§ **TEXT BLOCK**

Go Nature Positive with Biodiversity Partnerships

This month’s blog is adapted from an interview with Helen by the World Travel and Tourism Council, the voice of the travel and tourism private sector globally. Their full article will soon be available on their website, as part of their ongoing Nature Positive Tourism campaign.

How do you walk the walk?

More and more companies in every sector are issuing statements about how eco-friendly they are – but are they really? A 2021 European Commission study found that nearly half of green claims made by businesses online were “exaggerated, false or deceptive”. More than a third used words like “eco-friendly” and “sustainable” without supporting evidence. It isn’t always easy to follow up on good intentions, so how can travel companies ensure that their environmental commitments are more than just words?

The calls came, and we answered

“It all started because we were receiving calls from a lot of travel businesses,” explains Helen. “They wanted to do the right thing, but they weren’t sure what guidance to follow”. It’s a familiar story – although businesses want to act, they often lack the tools to do so. “It doesn’t matter if you’re a small business or a huge, global company,” she says, “sustainability teams are usually only one or two people. Lack of budget or expertise can be an obstacle as well. It’s a problem. Until now, nature protection has been severely under-resourced.”

Taking the first step

Tackling this means finding the right partners, who might be non-profits, universities or biodiversity experts. “Businesses should identify trusted partners to work with,” recommends Helen, “whether it’s a small NGO in a travel destination or a consultant who can help with policy creation or impact assessments. Ultimately, as a travel company, you’re not expected to know everything about every species. So, partner with people who know the area, and perhaps have relevant projects that you can support.”

Find your perfect partner

ANIMONDIAL can help with this, through our Animal Protection Network. As well as a directory of existing members working on different issues around the world, we offer a bespoke service for businesses looking for their ideal match. “To identify the right partner, we start by assessing your business needs and looking at the company’s sustainability focus,” explains Helen. “Nature-related impacts still need to be identified and addressed first. Then we can look at the key issues and opportunities that arise from that to see what sort of partnership makes most sense.”

§ **DATA RECORDS**

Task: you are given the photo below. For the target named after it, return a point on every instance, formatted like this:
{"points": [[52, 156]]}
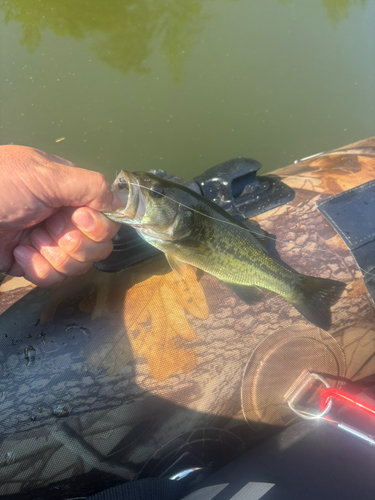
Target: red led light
{"points": [[341, 396]]}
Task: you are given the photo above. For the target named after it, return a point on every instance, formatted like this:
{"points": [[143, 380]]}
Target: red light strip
{"points": [[332, 393]]}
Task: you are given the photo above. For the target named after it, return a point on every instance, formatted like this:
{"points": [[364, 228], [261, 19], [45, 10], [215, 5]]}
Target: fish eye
{"points": [[157, 191], [123, 183]]}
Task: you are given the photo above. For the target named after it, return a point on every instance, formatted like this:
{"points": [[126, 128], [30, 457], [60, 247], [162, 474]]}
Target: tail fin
{"points": [[314, 297]]}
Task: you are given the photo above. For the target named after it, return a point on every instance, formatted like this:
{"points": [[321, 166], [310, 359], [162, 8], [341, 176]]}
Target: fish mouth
{"points": [[127, 188]]}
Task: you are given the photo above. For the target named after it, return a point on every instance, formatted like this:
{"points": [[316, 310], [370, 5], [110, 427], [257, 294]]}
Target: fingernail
{"points": [[83, 220], [55, 224], [22, 255], [41, 238]]}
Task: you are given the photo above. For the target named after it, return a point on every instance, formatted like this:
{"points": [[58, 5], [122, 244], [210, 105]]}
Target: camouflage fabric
{"points": [[112, 376]]}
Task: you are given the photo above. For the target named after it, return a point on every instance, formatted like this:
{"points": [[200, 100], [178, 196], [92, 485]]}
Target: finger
{"points": [[94, 224], [36, 268], [56, 256], [73, 241]]}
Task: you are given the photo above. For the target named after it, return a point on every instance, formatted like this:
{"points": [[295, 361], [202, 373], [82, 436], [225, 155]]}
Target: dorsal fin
{"points": [[177, 266]]}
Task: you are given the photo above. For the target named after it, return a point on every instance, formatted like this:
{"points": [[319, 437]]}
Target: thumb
{"points": [[71, 186]]}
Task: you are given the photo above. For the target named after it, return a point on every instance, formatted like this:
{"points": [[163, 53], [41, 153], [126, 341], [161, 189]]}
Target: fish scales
{"points": [[192, 230]]}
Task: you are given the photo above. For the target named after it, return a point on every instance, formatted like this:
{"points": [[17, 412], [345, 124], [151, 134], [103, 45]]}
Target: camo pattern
{"points": [[70, 426]]}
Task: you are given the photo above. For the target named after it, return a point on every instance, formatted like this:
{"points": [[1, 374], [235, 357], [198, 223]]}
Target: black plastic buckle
{"points": [[233, 185]]}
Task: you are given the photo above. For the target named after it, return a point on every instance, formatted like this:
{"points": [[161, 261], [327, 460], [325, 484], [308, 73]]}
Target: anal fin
{"points": [[177, 266], [249, 294]]}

§ **TRY IT**
Pick up the article on nature-positive tourism partnerships where it stops and continue it.

§ **ANSWER**
Partnership is a two-way street

The benefits of working like this go way beyond having a ‘pet project’ to support. “Historically, when people think about NGO partnerships, they see the non-profit as subordinate, grateful for their support,” Helen says. “They want the logo, but don’t always see the powerful opportunity of the partnership to educate the public or achieve strategic change. It’s actually very much a two-way street: NGO partners can be massively beneficial. They can help with biodiversity monitoring, designing sustainable systems or enriching the customer offer, as well as supporting ESG efforts through nature conservation.”

Deep and meaningful

The closer the partnership is, the more there is to gain – for both parties. It has taken a while, but this message is finally starting to sink in, according to Helen. “More companies recognise it now. They value partners who can talk about the science, and who can really be the experts. It’s powerful.”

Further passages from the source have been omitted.